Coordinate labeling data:
....................

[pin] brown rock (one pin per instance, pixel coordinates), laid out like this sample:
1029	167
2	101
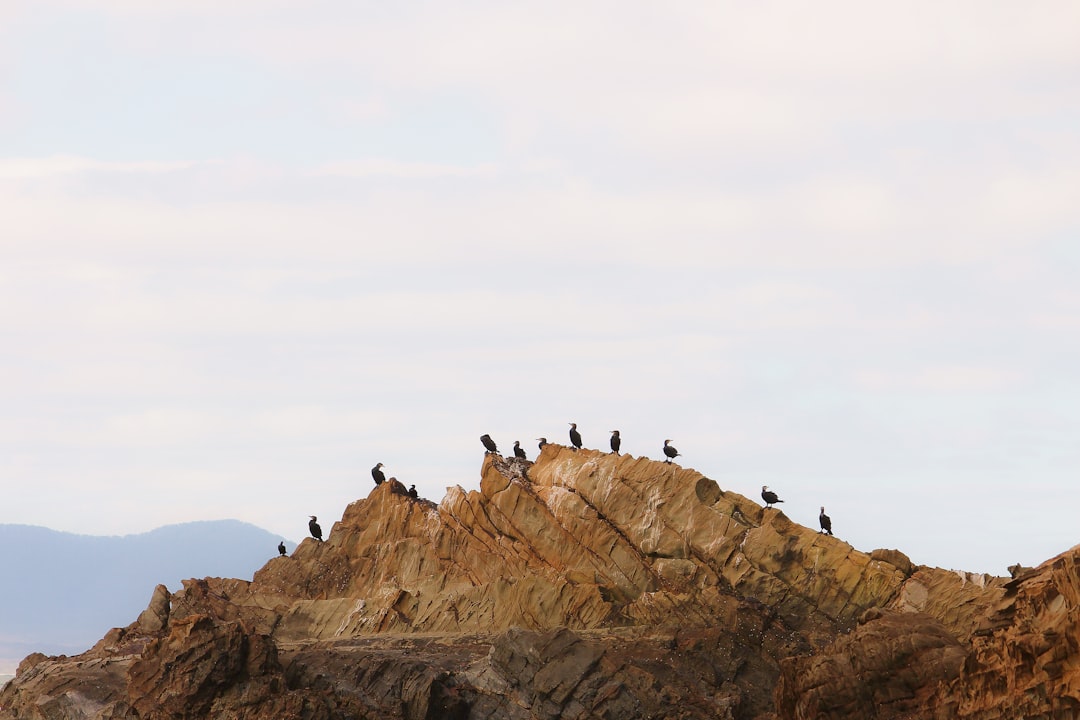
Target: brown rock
154	617
889	667
581	585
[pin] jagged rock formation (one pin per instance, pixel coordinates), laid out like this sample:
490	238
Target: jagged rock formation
583	585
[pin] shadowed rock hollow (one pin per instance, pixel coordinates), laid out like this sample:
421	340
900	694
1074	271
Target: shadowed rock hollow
582	585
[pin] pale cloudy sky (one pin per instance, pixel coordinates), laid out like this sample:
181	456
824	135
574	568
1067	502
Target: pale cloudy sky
248	249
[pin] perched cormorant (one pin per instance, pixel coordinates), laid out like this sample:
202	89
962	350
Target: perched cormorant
670	451
769	497
575	436
825	521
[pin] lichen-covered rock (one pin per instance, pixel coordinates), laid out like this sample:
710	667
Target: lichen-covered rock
1024	660
887	668
581	585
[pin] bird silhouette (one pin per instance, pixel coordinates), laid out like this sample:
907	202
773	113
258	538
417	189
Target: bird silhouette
575	436
769	497
670	451
825	521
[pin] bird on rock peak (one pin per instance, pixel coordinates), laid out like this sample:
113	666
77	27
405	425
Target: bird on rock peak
769	497
575	436
825	521
670	451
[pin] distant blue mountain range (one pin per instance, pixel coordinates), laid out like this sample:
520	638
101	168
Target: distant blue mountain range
61	593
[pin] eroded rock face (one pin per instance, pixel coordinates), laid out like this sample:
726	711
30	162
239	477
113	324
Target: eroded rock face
581	585
888	668
1024	660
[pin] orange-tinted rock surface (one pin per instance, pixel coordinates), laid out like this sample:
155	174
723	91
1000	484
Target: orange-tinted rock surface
583	585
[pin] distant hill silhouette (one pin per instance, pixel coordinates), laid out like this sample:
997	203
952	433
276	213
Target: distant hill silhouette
62	592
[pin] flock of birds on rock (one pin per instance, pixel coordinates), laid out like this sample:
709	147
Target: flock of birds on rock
490	447
768	496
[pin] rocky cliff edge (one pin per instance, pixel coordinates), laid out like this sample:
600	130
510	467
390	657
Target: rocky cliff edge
582	585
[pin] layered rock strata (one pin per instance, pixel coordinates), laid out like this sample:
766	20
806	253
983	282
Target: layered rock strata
582	585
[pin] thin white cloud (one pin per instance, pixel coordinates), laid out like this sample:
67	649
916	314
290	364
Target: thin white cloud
30	168
375	167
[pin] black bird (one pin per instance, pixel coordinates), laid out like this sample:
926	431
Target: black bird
575	436
825	521
769	497
670	451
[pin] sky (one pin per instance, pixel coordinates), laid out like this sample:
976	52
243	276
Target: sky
248	249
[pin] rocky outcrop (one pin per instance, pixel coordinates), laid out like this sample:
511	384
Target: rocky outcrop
582	585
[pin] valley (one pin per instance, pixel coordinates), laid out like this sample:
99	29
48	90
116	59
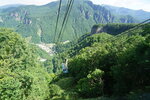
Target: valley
74	50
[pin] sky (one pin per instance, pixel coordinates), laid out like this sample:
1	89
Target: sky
132	4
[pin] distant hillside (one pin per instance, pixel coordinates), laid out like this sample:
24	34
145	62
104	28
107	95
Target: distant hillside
138	14
37	23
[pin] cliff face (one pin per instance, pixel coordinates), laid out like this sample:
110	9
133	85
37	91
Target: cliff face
113	29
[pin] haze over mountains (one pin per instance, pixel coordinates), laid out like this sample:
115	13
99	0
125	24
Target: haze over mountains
37	23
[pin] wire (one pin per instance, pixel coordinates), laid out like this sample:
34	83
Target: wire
65	18
60	2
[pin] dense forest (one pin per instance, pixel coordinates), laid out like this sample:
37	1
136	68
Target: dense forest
83	51
110	65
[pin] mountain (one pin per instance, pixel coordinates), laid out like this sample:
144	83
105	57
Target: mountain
37	23
140	15
9	6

....................

_STATED EXERCISE_
Put the stretch of the records from the line containing "[pin] wire (one" through the end into a Markdown table with the columns Row and Line, numbering each line and skipping blank ones.

_THE RESPONSE_
| Row | Line |
|---|---|
| 1 | [pin] wire (one pin per instance, pixel coordinates), laid out like this sample: |
| 2 | 34	83 |
| 3 | Target: wire |
| 4 | 65	18 |
| 5 | 60	2 |
| 6 | [pin] dense forest (one pin per instance, pixel coordinates), laid out like this sample: |
| 7 | 37	1 |
| 8 | 136	68 |
| 9 | Target: dense forest |
| 10 | 83	51 |
| 11 | 110	65 |
| 12 | [pin] mountain (one pin per instance, pixel coordinates), laid out like this sample: |
| 13 | 144	83 |
| 14 | 105	57 |
| 15 | Target: mountain |
| 16 | 37	23 |
| 17 | 140	15 |
| 18 | 9	6 |